INSTRUCTIONS TO FOLLOW:
Repeat exactly the lines below that lie between the line with "Check that each instance of the beige" and the line with "Check that each instance of the white support", counting both of those lines as part of the answer.

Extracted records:
-.-.-

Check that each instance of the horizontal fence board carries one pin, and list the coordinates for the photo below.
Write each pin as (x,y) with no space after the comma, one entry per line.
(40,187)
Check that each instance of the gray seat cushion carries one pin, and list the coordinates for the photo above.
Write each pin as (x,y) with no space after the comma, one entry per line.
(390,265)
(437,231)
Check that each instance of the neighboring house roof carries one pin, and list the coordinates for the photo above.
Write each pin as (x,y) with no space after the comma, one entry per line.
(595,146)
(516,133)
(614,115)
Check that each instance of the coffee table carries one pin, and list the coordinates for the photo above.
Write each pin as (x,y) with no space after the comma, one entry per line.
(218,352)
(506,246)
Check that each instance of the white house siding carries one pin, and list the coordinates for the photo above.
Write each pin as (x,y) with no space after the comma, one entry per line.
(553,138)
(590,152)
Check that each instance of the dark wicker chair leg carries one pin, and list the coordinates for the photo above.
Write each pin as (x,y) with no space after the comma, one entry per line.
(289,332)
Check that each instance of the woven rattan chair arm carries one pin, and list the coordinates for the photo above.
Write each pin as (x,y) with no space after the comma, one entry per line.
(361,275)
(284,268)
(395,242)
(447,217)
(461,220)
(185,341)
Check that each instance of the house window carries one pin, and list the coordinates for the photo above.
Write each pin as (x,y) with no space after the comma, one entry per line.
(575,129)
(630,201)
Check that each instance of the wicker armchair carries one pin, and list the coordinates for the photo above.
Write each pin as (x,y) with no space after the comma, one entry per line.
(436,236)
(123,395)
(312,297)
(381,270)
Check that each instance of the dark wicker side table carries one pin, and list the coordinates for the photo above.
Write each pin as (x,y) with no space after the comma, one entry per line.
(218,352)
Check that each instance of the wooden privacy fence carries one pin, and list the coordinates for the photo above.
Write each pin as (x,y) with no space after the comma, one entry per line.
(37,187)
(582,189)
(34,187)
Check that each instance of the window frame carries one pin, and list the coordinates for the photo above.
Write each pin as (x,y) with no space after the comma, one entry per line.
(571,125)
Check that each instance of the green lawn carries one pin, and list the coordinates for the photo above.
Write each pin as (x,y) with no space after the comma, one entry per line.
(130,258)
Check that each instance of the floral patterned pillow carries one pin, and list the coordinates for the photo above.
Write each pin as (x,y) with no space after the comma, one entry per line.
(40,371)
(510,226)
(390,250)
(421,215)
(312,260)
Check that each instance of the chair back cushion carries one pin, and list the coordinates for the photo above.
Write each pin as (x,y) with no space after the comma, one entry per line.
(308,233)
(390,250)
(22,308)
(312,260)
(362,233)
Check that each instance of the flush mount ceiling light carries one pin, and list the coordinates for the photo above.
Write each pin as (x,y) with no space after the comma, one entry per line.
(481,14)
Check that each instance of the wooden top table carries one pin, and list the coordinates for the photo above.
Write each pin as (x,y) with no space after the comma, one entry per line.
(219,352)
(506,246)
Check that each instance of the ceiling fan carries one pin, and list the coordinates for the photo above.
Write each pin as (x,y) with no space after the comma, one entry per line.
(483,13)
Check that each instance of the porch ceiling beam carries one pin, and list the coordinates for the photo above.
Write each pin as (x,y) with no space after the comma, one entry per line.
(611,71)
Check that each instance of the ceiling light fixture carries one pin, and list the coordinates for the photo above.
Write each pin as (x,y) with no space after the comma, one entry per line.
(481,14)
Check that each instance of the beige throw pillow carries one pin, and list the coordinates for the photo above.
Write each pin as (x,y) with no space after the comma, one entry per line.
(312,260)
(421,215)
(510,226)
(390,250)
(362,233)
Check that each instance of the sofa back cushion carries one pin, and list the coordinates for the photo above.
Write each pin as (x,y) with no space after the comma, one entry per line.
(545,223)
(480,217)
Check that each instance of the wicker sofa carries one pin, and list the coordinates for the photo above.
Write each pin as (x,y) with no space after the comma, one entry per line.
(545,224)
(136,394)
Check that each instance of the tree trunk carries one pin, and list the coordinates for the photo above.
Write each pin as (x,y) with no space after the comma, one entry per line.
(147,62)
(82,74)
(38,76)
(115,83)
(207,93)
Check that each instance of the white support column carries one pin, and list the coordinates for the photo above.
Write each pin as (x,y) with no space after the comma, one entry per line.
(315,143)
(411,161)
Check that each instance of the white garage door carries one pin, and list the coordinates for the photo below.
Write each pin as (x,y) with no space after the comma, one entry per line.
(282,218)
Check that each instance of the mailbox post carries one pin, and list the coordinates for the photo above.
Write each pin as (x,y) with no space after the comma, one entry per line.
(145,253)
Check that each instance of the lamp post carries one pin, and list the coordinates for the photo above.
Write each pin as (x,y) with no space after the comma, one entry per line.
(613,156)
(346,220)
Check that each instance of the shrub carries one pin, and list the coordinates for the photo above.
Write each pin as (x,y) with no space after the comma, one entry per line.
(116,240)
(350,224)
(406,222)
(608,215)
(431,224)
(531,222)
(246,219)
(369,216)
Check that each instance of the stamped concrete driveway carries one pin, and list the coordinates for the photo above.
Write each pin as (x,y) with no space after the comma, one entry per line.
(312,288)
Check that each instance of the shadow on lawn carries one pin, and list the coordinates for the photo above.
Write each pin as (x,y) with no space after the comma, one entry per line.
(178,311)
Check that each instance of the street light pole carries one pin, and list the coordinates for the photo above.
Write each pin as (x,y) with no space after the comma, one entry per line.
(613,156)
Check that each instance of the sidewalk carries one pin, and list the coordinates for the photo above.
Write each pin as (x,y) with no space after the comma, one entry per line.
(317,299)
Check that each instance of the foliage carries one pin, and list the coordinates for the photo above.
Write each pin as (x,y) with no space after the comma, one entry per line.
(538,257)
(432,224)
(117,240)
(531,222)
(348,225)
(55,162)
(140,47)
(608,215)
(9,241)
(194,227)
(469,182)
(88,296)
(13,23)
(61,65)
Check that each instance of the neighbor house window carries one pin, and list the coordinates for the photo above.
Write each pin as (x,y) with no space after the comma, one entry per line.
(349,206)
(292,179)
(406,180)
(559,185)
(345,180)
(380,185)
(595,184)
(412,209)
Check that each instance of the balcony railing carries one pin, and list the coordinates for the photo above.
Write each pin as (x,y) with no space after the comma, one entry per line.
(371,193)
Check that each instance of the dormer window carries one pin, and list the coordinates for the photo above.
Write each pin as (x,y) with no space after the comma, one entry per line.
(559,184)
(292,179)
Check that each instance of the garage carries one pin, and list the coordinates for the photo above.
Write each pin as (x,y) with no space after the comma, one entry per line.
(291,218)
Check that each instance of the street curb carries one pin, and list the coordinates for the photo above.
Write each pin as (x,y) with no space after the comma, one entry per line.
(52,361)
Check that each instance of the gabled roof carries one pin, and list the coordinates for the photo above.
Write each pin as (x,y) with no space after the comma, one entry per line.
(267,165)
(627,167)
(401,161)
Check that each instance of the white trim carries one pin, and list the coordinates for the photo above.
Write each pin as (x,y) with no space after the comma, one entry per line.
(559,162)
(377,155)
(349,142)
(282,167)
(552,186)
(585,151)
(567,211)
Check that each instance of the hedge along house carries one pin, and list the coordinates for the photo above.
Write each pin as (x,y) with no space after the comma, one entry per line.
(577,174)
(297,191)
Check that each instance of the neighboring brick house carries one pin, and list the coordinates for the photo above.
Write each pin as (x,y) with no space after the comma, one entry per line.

-.-.-

REPLY TO THE EXERCISE:
Check that each instance of the beige throw pillow carries one pin, and list the coordinates for the photo above.
Write each pin as (x,y) with no space after the comma, one entry per line.
(312,260)
(421,215)
(510,226)
(390,250)
(362,233)
Check that each instance of the sofa back cushion carries one pin, and list the coordinates for the photo above.
Write each pin as (x,y) with no space after the comma, one entry per line.
(545,223)
(480,217)
Check that each instance of the wicker sofa carries one pin, and list the coordinates for the photo above.
Write each pin as (x,y) with no space after the comma, one entry per line.
(545,224)
(136,394)
Check that each instance of the tree trunk carries one pin, and list the coordinates for the photo above.
Write each pin as (x,y) with no space after the comma, one entry per line.
(147,62)
(82,74)
(38,76)
(115,83)
(207,93)
Check that each instance of the white support column carries one pin, and list the coordinates for the photo above.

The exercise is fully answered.